WRITTEN PROBLEM: Repeat, word for word, the part of the post about Obama and the wars that starts at "I am very critical" and ends after "and utterly irrational.".

EXCERPTED PASSAGE:
◇ ◇ ◇ ◇ ◇ ◇ ◇

I voted for Barack Obama, for many reasons, among which was that I saw him not as the Republican's caricature — a "loony liberal" that would turn the country socialist and concede defeat to terrorists, but as someone who would be moderate, pragmatic, progressive, decisive, and who had a strong bend toward social justice, fairness, equality. I've certainly had disappointments in his administration. But I also realize that there are many wrongs to be made right and this will not happen overnight.
I am very critical of the war in Iraq, have been from the start. I want it to end as soon as possible. I have supported the war in Afghanistan and continue to support it today because, unlike Iraq, it was a justified war. Of course, that means that I do not buy into hopeless delusions that war should be avoided at all costs, even unto surrender or death. The level of pacifism is completely and utterly irrational.
To put a finer point on this, the U.S. was completely justified in declaring war on Al-Qaeda & Osama bin-Laden, as well as the Taliban who protected him. For the sake of humanity & civilization as a whole these groups/persons cannot be ignored, they cannot be allowed to pursue their agendas. Period. Though Bush talked big, he obviously didn't actually see this as a priority. That, among many other things, is a national embarrassment & dereliction of duty.

◇ ◇ ◇ ◇ ◇ ◇ ◇

SOURCE DATA:
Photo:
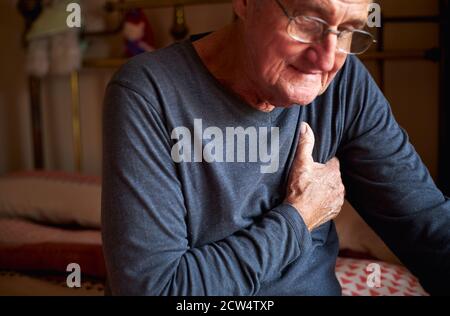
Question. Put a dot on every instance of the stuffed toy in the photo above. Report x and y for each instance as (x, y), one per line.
(137, 33)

◇ ◇ ◇ ◇ ◇ ◇ ◇

RESPONSE TO THIS EXERCISE:
I am very critical of the war in Iraq, have been from the start. I want it to end as soon as possible. I have supported the war in Afghanistan and continue to support it today because, unlike Iraq, it was a justified war. Of course, that means that I do not buy into hopeless delusions that war should be avoided at all costs, even unto surrender or death. The level of pacifism is completely and utterly irrational.